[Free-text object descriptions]

------------------------------------------------------------

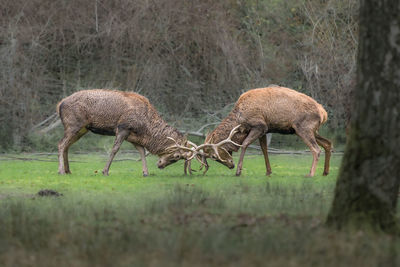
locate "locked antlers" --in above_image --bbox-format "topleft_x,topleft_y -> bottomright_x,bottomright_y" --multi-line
168,125 -> 241,174
165,137 -> 209,173
166,125 -> 242,174
194,124 -> 242,163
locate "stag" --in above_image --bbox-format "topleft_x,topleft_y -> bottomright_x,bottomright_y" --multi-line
191,86 -> 332,177
57,89 -> 197,176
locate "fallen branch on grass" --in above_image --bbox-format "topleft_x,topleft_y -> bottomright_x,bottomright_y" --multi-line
0,156 -> 86,163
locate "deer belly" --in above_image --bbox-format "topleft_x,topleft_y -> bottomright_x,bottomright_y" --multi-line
86,125 -> 115,136
268,124 -> 295,135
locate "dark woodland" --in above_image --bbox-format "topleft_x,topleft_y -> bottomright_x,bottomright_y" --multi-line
0,0 -> 358,151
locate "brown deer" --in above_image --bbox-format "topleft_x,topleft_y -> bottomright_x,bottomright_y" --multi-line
192,86 -> 332,177
57,89 -> 197,176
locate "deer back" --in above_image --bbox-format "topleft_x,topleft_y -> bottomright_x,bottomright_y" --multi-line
235,87 -> 327,132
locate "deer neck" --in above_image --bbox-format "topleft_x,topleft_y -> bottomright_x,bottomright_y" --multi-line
208,111 -> 245,152
143,118 -> 184,155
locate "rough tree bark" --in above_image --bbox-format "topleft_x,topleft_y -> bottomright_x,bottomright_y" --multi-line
326,0 -> 400,233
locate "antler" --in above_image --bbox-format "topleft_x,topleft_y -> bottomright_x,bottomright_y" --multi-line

------------------------------------------------------------

WORK ORDER – The expected response is every entry above, repeated exactly, pictures removed.

SOLVED EXERCISE –
locate "locked antlers" --in above_image --bbox-format "topleft_x,topleft_y -> bottomright_x,bottomright_y" --multi-line
168,125 -> 241,174
165,137 -> 209,173
166,125 -> 242,174
194,124 -> 242,163
locate "stag" --in above_image --bbox-format "topleft_x,topleft_y -> bottomright_x,bottomright_y" --multi-line
191,86 -> 332,177
57,89 -> 197,176
locate "fallen branch on grass" --in above_image --bbox-format "topleft_x,topleft_y -> bottomright_x,bottomright_y" --multi-line
0,156 -> 86,163
locate "deer belly" --in above_image --bbox-format "topleft_x,topleft_y -> bottomright_x,bottomright_y" --multi-line
86,125 -> 115,136
268,124 -> 295,135
locate "dark woodland" --in above_image --bbox-format "topleft_x,topleft_y -> bottomright_x,bottomright_y" --multi-line
0,0 -> 358,151
locate "brown deer" --in above_image --bbox-format "topleft_x,topleft_y -> bottomright_x,bottomright_y" --multi-line
192,86 -> 332,177
57,89 -> 197,176
locate "deer back" --in above_image --bbox-format "topleft_x,topleft_y -> bottomright_x,bottomright_y" --multi-line
235,87 -> 327,132
locate "deer neck" --in above_image --bbox-format "topleft_x,topleft_y -> bottomright_x,bottomright_y" --multi-line
208,111 -> 245,152
143,118 -> 184,155
locate "rough tree bark" --in above_image --bbox-format "topleft_x,topleft_y -> bottomright_x,bottomright_y" --multi-line
326,0 -> 400,233
locate "antler" --in above_image --bbox-format "topleft_x,topleft_y -> bottomright_x,bottomright_y" --multi-line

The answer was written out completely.